Texto-base:
───
Valquíria Mariano Tavares Barroso

 

DOI: 10.5281/zenodo.17456380

 

 

RESUMO

O presente artigo discute as principais dificuldades encontradas pelos alunos durante o processo de aquisição da leitura, analisando o papel do professor como mediador e facilitador do desenvolvimento das habilidades leitoras. A leitura é uma competência essencial para a formação integral do indivíduo, pois permite a construção do pensamento crítico, a interpretação de mundo e o exercício da cidadania. Entretanto, diversos fatores — cognitivos, sociais, afetivos e pedagógicos — interferem nesse processo, tornando a alfabetização e o letramento desafios permanentes no contexto escolar brasileiro. Fundamentado em autores como Ferreiro, Teberosky, Vygotsky, Solé, Magda Soares e Freire, o estudo propõe uma reflexão teórica sobre as causas das dificuldades na aprendizagem da leitura e sobre as estratégias pedagógicas necessárias para superá-las. O texto apresenta uma abordagem qualitativa e reflexiva, baseada na análise de referenciais teóricos e nas experiências docentes, destacando a importância da intervenção pedagógica, da formação continuada e da leitura como prática social.

 

Palavras-chave: Leitura. Alfabetização. Dificuldades. Mediação docente. Letramento.

 

 

INTRODUÇÃO

 

A leitura é uma das competências mais importantes na formação humana, pois permite compreender o mundo e construir significados sobre ele. No cotidiano escolar, é comum encontrar alunos que, mesmo após anos de escolarização, ainda enfrentam dificuldades para ler com fluência e interpretar textos. Essa realidade, vivenciada por muitos professores, desperta inquietações e o desejo de compreender as causas dessas limitações.

Durante a prática docente, observa-se que o processo de aprendizagem da leitura é marcado por avanços e retrocessos, exigindo do educador sensibilidade, paciência e estratégias diferenciadas. Ensinar a ler vai além de apresentar o código escrito; implica favorecer a construção de sentido e o prazer pelo texto.
───
Dados fornecidos:
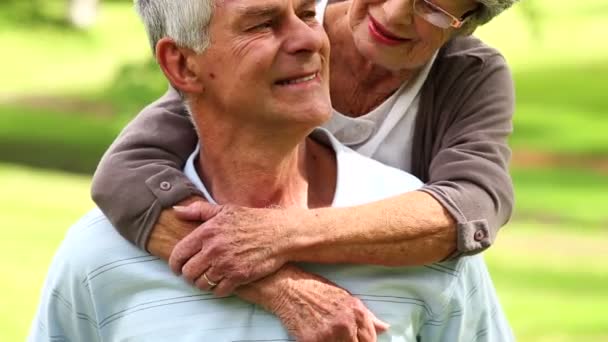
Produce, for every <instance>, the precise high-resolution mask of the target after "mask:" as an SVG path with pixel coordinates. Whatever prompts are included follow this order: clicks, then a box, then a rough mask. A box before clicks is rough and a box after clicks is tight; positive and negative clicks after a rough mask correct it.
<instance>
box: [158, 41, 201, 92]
mask: <svg viewBox="0 0 608 342" xmlns="http://www.w3.org/2000/svg"><path fill="white" fill-rule="evenodd" d="M195 56H196V53H195V52H194V51H192V50H191V49H188V48H181V47H179V46H177V44H176V43H175V41H173V39H171V38H167V37H165V38H162V39H161V40H159V41H158V43H156V60H157V61H158V64H159V65H160V68H161V69H162V70H163V73H164V74H165V76H166V77H167V79H168V80H169V83H171V85H173V87H175V88H176V89H178V90H180V91H182V92H184V93H200V92H202V91H203V89H204V87H203V84H202V82H201V79H200V78H199V77H198V75H199V74H200V73H199V70H197V69H196V68H197V65H196V64H195V63H193V62H192V58H193V57H195Z"/></svg>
───
O que fazer:
A – Que tipo de abordagem o texto-base declara apresentar?
B – Enumere todos os autores nos quais, segundo o resumo do texto-base, o estudo se fundamenta.
C – Transcreva fielmente o trecho do texto-base que começa em "A leitura é uma das" e segue até "prazer pelo texto.".
O material é independente do texto-base.

Lista de respostas:
A – Uma abordagem qualitativa e reflexiva.

B – Ferreiro, Teberosky, Vygotsky, Solé, Magda Soares e Freire.

C –
A leitura é uma das competências mais importantes na formação humana, pois permite compreender o mundo e construir significados sobre ele. No cotidiano escolar, é comum encontrar alunos que, mesmo após anos de escolarização, ainda enfrentam dificuldades para ler com fluência e interpretar textos. Essa realidade, vivenciada por muitos professores, desperta inquietações e o desejo de compreender as causas dessas limitações.

Durante a prática docente, observa-se que o processo de aprendizagem da leitura é marcado por avanços e retrocessos, exigindo do educador sensibilidade, paciência e estratégias diferenciadas. Ensinar a ler vai além de apresentar o código escrito; implica favorecer a construção de sentido e o prazer pelo texto.